- [Task objective]:
Could you update the listing below so that every "marker" becomes "pin", with nothing else changed?

- [Data for this task]:
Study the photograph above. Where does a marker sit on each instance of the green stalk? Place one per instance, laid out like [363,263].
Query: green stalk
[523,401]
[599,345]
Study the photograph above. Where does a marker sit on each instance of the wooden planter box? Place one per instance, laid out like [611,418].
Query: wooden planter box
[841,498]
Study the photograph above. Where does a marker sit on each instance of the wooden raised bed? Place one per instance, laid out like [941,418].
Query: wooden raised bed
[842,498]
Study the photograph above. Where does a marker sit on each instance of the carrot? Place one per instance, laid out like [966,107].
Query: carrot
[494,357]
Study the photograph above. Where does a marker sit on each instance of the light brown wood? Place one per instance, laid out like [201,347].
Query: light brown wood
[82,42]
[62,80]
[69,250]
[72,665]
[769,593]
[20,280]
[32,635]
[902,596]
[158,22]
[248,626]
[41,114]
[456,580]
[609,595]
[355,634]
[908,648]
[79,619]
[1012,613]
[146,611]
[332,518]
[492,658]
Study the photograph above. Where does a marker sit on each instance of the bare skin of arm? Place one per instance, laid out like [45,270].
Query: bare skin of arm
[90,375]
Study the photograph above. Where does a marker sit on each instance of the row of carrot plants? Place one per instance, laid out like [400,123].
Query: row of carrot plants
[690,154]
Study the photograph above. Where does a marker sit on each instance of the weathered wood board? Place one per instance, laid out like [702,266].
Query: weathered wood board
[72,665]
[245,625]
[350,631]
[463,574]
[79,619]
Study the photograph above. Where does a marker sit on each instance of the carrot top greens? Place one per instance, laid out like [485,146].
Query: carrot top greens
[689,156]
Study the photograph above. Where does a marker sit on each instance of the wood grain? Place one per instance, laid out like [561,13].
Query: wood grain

- [Solution for this task]:
Study the photograph above. Where does a pin sit on each instance of the green stalk? Place one per instance, laid out like [363,263].
Query: green stalk
[523,401]
[599,345]
Study the photograph above. Where does a pin sit on each instance of the wooden planter box? Place one per instance, laid out like [611,418].
Query: wooden planter box
[841,498]
Study the photograph above. Where does a pin sit on each instance of the wooden raised bed? Place one per instance, laid out like [941,418].
Query: wooden raised bed
[842,498]
Study the photograph above. Where does a pin sit on each instance of the carrot? Place one per instance, laid out like [966,107].
Query: carrot
[494,357]
Study the photograph above. Where does a pin sit on each instance of the light brown wood? Place one per instance, laid out like [201,347].
Query: light brown wood
[82,42]
[62,80]
[69,250]
[72,665]
[769,593]
[20,280]
[32,635]
[902,596]
[158,22]
[248,626]
[41,114]
[456,580]
[609,595]
[355,634]
[908,648]
[79,619]
[1012,613]
[146,611]
[332,518]
[492,658]
Study the photograph above. Where does a pin sit on each instance of the bare skin of arm? Place one per instance, laid out like [45,270].
Query: bare skin of arm
[90,375]
Study the photograph above. Where does a pin sit on each instance of the row of carrot plants? Place one per instance, laid out like [400,123].
Query: row of carrot plants
[690,154]
Study the photograph above. Where does a pin sit on each instance of the weathered wood board? Place one per instance, laid out like [702,266].
Query: weathered wood board
[72,665]
[245,625]
[350,631]
[463,574]
[79,619]
Study the photograph above. Where does a pin sit on each instance of the carrot top greens? Place one per instance, laid out like [485,146].
Query: carrot top greens
[689,156]
Study the photograph above. Where does a pin sit on each instance of the wood grain? Place one per instance, laid out like [561,13].
Query: wood grain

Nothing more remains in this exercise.